** Work to complete **
Repeat, character for character, the lines of the data below from the one containing "the dirt road" through the one containing "point(255, 566)", both included.

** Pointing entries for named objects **
[BEGIN]

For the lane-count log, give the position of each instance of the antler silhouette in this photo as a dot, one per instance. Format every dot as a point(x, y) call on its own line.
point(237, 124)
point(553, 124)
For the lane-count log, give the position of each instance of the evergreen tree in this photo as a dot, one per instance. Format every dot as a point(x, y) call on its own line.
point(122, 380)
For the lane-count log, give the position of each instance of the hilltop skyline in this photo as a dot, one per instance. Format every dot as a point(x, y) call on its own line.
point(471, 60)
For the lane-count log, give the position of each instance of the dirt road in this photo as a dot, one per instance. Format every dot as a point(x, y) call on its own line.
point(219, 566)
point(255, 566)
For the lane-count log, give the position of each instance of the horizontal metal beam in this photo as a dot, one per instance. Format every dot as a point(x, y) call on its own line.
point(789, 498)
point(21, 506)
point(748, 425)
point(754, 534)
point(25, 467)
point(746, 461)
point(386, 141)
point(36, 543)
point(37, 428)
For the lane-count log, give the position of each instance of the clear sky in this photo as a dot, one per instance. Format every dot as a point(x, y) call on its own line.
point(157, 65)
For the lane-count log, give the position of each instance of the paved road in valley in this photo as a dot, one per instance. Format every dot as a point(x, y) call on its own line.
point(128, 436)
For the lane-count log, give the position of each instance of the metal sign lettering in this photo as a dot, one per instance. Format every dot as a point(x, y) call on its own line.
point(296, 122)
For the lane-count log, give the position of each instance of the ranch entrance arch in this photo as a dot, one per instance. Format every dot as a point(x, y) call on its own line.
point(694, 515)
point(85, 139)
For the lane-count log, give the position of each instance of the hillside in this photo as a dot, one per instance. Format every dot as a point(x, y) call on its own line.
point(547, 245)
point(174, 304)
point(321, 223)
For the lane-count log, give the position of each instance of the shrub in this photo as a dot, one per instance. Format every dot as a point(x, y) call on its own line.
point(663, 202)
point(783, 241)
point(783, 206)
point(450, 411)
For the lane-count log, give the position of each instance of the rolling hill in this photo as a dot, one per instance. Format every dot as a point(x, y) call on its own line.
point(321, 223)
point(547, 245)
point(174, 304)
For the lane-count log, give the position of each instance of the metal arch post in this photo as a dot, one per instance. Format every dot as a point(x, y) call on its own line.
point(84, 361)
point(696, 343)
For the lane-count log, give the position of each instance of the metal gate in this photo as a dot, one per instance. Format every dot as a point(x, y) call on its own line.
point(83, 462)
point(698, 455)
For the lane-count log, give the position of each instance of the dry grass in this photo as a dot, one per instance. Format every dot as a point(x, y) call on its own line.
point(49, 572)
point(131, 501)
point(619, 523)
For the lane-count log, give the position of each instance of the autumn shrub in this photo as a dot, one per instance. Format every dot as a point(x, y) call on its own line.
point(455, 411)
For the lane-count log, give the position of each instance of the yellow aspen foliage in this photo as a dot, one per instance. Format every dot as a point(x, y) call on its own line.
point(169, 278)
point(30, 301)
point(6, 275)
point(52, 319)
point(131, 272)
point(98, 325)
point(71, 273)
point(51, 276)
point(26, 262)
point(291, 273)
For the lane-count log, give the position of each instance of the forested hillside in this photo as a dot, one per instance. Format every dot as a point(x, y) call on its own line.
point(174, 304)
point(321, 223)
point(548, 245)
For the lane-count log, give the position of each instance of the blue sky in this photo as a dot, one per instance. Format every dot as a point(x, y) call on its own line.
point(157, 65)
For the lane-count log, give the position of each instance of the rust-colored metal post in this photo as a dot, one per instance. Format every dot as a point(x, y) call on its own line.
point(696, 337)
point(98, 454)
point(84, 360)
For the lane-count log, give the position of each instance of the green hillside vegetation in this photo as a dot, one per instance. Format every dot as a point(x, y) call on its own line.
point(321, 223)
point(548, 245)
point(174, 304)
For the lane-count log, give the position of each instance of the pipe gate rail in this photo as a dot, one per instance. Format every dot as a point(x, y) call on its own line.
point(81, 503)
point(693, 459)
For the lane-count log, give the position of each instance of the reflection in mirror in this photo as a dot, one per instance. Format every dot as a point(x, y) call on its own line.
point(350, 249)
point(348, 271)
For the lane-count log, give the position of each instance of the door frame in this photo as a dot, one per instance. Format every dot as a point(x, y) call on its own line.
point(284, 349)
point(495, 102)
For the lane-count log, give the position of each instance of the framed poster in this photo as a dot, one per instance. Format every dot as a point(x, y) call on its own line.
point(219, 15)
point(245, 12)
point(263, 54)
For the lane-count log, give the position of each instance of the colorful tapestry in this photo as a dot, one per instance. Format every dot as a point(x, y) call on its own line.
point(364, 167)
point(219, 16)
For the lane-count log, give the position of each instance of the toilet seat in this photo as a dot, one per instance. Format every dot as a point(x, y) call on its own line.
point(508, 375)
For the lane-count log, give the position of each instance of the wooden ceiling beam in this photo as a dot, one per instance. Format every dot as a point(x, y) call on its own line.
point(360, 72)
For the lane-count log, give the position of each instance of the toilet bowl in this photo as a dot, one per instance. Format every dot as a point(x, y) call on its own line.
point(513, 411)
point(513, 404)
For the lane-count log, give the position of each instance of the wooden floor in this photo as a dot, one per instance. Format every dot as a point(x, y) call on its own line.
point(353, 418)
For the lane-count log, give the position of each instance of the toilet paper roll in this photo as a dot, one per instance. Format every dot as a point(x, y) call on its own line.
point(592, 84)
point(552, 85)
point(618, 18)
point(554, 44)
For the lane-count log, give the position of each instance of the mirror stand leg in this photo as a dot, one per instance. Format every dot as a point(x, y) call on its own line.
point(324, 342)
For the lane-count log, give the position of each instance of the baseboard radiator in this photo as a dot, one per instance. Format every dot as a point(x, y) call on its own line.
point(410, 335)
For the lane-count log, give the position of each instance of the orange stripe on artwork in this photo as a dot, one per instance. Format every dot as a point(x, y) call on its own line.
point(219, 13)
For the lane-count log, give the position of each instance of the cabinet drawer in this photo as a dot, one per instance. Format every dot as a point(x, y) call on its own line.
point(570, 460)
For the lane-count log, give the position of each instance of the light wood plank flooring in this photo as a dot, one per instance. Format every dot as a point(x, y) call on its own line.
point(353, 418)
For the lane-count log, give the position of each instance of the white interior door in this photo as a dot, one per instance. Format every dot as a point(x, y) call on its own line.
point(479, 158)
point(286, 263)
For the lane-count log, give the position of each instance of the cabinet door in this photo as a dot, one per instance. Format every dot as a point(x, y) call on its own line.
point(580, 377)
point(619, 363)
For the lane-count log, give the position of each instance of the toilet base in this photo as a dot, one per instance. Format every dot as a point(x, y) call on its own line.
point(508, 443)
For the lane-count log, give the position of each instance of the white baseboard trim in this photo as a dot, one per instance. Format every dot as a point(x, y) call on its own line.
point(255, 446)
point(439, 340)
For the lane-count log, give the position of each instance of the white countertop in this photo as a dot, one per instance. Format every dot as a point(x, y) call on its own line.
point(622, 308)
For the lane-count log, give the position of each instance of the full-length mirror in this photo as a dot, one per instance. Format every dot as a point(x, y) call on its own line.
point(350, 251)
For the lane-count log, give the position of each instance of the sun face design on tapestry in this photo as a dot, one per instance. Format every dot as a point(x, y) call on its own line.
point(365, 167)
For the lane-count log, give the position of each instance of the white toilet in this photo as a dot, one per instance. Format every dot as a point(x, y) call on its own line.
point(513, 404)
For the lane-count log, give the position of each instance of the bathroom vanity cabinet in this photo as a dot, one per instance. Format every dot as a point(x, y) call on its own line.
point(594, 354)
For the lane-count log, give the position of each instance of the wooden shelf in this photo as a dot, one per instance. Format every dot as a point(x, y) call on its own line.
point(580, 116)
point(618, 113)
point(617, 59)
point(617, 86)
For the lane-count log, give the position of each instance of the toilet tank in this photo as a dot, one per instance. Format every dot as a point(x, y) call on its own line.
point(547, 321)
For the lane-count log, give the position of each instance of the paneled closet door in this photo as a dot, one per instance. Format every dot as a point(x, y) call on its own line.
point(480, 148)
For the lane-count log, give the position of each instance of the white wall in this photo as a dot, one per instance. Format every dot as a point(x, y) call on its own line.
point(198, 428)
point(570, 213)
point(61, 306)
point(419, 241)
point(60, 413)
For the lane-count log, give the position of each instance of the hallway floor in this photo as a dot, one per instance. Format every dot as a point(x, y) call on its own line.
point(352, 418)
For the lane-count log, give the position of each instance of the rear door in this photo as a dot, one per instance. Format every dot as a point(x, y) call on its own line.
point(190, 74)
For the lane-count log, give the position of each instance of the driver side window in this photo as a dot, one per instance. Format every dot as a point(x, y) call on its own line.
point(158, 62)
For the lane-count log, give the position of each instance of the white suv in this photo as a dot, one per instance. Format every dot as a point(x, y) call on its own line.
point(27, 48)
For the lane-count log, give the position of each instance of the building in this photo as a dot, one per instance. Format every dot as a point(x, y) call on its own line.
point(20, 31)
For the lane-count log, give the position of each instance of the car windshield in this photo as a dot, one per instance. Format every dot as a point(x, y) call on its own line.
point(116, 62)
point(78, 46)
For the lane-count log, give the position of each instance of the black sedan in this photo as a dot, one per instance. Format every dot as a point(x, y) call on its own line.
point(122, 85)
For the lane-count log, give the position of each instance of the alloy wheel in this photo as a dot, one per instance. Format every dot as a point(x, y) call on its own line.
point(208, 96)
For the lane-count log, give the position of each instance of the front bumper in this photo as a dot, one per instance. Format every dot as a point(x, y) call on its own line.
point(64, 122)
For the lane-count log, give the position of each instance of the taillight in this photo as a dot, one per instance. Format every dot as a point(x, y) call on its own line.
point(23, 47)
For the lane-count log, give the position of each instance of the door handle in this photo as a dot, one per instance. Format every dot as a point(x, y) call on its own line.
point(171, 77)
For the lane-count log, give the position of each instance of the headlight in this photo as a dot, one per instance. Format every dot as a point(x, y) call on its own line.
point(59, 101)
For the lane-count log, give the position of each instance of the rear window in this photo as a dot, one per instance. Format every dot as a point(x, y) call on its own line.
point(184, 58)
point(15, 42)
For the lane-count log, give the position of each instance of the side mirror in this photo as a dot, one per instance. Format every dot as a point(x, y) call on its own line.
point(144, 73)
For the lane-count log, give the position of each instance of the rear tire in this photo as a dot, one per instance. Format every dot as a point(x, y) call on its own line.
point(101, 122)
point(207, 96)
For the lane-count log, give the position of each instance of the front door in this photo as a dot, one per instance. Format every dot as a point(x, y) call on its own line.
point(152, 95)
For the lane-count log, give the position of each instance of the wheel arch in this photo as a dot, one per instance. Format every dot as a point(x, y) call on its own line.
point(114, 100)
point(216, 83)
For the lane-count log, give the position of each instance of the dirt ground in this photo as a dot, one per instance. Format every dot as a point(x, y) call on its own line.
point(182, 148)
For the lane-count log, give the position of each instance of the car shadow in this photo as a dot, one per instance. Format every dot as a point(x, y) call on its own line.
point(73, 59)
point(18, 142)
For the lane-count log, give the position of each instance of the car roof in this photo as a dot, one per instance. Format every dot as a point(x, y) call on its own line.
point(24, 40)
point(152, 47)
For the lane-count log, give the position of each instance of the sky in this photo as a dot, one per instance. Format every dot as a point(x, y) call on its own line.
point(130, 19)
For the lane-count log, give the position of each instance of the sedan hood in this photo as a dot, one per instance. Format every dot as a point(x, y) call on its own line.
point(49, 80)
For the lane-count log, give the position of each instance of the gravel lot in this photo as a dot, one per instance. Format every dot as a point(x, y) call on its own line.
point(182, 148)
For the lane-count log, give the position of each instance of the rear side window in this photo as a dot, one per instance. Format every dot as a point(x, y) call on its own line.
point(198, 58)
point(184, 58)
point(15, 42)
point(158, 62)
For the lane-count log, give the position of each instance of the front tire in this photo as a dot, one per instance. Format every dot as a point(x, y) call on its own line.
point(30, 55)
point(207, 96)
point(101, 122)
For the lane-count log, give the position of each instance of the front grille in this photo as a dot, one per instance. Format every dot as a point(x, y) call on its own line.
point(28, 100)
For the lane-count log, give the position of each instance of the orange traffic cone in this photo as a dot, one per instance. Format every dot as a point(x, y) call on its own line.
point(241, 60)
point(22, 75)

[END]

** Result of this task **
For the lane-count log, give the position of each instance of the dirt road in this photo as a dot, one per instance. Format every dot as a point(x, y) call on its own line.
point(219, 566)
point(255, 566)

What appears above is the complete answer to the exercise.